*Text block*:
::::
Soon after their introduction, silver carps were being raised and distributed at six state, federal and private facilities throughout the Southeast for biological control in ponds, sewage treatment lagoons and other manmade facilities, as well as for sale in the live-fish food industry. However, the containment of these fish proved dubious at best. They managed to escape confinement during periods of flooding and dispersed into rivers and other bodies of water. These carps now live in many rivers and streams of the Mississippi River Basin.
Bigheaded carps are ferocious planktivores. They feed aggressively and exclusively by filtering tiny crustaceans called plankton from the water. This feeding habit presents one of many problems, as several species of planktivores in our rivers and streams already depend on plankton throughout all their life stages.
Plankton are the foundation of most aquatic food webs, and all fish depend on them at some point, typically in the early life stages. Silver and bighead carps compete for plankton and can negatively affect all native fish, whether it’s the iconic paddlefish, the less popular gizzard shad, or bluegill, crappie, largemouth bass and other sport fish.
Essentially, the presence of bigheaded carps in our rivers and streams means less food for the native fish. Depriving these fish of the food they need for survival during critical growth stages could have negative impacts on outdoor recreation. Reducing the number of quality-size fish will degrade the recreational fishing experience and decrease the state’s angling opportunities. Recreational fishing is an industry that generates more than $500 million a year in Mississippi.
Not only do these invasive bigheaded carps endanger our native fish, but they also present a serious threat to humans. Silver carp, when stimulated or frightened by boat engines, are capable of leaping up to 10 feet out of the water and colliding with boats and passengers, potentially resulting in injury.
Silver carp may reach upwards of 45-50 pounds. When traveling at high speeds, they pose a significant threat to anglers and boaters. Documented injuries inflicted by silver carp have included broken bones, concussions, black eyes and bruises.
The silver carp’s close relative, the bighead carp, is more languid and does not typically jump from the water. This is a good thing, as they are capable of reaching more than 100 pounds.
::::
*Supplied records*:
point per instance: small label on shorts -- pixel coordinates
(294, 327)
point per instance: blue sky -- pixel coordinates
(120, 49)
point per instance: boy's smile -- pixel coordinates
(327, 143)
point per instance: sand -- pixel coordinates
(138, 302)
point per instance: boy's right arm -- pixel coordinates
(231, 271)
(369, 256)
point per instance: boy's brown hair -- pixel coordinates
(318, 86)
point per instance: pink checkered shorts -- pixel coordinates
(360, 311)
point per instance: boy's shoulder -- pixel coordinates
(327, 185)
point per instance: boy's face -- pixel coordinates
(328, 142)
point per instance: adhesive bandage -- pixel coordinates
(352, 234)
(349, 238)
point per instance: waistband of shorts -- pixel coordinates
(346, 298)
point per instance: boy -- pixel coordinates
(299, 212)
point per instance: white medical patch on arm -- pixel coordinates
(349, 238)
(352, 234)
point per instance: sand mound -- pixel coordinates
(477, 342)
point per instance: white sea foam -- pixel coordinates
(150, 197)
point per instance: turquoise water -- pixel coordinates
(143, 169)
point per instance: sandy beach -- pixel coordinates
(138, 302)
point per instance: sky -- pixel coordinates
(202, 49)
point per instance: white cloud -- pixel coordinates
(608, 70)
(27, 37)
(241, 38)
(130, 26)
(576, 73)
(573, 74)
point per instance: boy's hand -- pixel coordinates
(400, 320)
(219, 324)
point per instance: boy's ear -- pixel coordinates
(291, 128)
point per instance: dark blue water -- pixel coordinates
::::
*Exercise A*:
From the carp passage above, copy the stretch from "Bigheaded carps are" through "other sport fish.".
*Exercise B*:
According to the carp passage above, how far out of the water can silver carp leap when boat engines frighten them?
*Exercise C*:
List every kind of documented injury inflicted by silver carp that the carp passage above names.

*Answer box A*:
Bigheaded carps are ferocious planktivores. They feed aggressively and exclusively by filtering tiny crustaceans called plankton from the water. This feeding habit presents one of many problems, as several species of planktivores in our rivers and streams already depend on plankton throughout all their life stages.
Plankton are the foundation of most aquatic food webs, and all fish depend on them at some point, typically in the early life stages. Silver and bighead carps compete for plankton and can negatively affect all native fish, whether it’s the iconic paddlefish, the less popular gizzard shad, or bluegill, crappie, largemouth bass and other sport fish.

*Answer box B*:
Up to 10 feet.

*Answer box C*:
Broken bones, concussions, black eyes, bruises